Pick out each line in the material below that contains the word "segment" and copy those lines.

(begin)

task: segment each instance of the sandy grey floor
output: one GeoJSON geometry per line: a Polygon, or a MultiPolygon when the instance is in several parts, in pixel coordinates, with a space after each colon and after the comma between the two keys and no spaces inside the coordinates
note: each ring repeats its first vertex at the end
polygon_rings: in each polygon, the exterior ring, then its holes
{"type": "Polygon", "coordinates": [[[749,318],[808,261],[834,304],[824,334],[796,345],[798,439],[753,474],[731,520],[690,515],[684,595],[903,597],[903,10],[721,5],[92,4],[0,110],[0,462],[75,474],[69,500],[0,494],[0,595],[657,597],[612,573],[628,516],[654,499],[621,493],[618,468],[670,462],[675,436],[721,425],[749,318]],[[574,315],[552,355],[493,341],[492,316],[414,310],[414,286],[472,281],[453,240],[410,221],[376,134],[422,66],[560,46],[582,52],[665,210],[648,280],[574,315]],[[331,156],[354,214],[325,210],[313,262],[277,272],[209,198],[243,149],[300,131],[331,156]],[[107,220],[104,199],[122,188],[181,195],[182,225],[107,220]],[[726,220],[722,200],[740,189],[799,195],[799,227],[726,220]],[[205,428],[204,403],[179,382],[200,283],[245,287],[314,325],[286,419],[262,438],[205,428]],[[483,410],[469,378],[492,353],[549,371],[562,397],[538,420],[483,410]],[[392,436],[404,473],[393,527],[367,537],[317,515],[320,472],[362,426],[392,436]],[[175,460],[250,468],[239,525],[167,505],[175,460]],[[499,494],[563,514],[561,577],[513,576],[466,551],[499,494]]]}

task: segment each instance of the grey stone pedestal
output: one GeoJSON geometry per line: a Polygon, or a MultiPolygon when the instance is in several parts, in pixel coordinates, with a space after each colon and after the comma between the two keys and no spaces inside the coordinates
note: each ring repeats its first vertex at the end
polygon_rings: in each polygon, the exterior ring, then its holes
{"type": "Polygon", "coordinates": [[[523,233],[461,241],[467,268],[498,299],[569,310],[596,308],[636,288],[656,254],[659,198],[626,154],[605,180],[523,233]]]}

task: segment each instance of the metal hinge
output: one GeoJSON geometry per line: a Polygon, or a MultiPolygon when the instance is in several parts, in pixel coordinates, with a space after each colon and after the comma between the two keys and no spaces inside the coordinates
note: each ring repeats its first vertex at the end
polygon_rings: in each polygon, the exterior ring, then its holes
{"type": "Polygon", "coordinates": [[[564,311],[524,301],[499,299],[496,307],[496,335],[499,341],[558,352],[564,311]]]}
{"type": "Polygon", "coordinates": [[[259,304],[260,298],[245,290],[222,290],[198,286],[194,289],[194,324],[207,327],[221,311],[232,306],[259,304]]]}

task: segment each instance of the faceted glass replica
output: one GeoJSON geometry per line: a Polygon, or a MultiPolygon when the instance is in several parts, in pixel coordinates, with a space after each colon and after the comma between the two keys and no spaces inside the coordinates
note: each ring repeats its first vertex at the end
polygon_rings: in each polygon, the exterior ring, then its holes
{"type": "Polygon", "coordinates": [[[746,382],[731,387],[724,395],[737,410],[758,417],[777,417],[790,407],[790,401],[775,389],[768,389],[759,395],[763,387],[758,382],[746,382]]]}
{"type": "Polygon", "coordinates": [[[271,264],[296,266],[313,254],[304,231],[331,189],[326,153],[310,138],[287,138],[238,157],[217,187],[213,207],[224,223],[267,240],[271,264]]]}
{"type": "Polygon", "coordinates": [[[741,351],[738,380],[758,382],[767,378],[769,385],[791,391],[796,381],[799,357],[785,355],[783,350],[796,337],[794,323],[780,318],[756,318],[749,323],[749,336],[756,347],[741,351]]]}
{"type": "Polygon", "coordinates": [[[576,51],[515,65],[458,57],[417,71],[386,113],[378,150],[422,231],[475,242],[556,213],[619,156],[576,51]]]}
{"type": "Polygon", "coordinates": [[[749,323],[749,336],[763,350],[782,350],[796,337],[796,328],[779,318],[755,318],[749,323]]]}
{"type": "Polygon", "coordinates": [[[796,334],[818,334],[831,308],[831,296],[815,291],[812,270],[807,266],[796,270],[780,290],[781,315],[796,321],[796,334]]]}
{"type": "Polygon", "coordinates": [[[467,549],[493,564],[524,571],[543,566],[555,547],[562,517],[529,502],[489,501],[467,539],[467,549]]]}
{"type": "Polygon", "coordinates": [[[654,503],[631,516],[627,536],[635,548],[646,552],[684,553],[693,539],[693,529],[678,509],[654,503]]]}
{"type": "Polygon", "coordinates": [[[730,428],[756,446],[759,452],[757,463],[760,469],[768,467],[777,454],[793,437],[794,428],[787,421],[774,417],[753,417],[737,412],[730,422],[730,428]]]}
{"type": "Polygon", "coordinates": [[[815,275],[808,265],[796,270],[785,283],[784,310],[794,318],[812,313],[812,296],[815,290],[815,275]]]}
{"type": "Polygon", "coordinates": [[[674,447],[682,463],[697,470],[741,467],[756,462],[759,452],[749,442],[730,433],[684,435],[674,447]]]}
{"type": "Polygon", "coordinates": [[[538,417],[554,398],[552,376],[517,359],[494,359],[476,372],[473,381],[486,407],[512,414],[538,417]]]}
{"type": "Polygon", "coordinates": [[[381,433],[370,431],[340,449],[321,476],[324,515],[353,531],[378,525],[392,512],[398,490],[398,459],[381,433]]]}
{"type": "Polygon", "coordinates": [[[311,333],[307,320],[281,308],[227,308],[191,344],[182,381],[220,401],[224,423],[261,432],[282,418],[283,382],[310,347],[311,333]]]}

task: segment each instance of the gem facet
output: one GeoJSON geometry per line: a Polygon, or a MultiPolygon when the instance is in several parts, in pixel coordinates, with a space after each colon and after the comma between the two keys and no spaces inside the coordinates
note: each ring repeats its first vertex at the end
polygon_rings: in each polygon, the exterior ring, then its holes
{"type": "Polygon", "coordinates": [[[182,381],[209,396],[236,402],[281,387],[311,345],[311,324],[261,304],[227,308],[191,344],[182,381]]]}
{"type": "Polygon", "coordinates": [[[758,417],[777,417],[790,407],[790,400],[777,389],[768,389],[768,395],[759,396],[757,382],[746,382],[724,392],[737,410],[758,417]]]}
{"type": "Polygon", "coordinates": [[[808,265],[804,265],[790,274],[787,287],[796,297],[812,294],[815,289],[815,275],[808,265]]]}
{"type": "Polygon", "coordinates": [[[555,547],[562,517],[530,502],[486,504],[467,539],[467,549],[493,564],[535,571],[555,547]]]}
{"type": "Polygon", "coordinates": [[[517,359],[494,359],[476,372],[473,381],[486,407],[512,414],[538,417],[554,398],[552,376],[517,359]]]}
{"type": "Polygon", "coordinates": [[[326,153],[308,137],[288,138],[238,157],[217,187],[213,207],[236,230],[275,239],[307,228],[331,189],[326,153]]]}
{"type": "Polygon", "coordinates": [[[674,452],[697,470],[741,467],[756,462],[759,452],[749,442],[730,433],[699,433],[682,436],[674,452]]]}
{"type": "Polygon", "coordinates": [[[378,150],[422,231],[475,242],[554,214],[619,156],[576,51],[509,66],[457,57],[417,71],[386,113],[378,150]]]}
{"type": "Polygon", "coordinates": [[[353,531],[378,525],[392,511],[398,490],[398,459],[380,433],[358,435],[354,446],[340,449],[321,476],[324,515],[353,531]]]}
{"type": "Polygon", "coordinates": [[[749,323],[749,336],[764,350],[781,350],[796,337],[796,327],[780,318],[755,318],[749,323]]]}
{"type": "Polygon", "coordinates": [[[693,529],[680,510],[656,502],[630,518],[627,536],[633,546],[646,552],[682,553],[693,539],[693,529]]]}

(end)

- Answer to this exercise -
task: segment each instance of the sandy grey floor
task: segment each instance of the grey stone pedestal
task: segment each instance of the metal hinge
task: segment each instance of the faceted glass replica
task: segment each instance of the gem facet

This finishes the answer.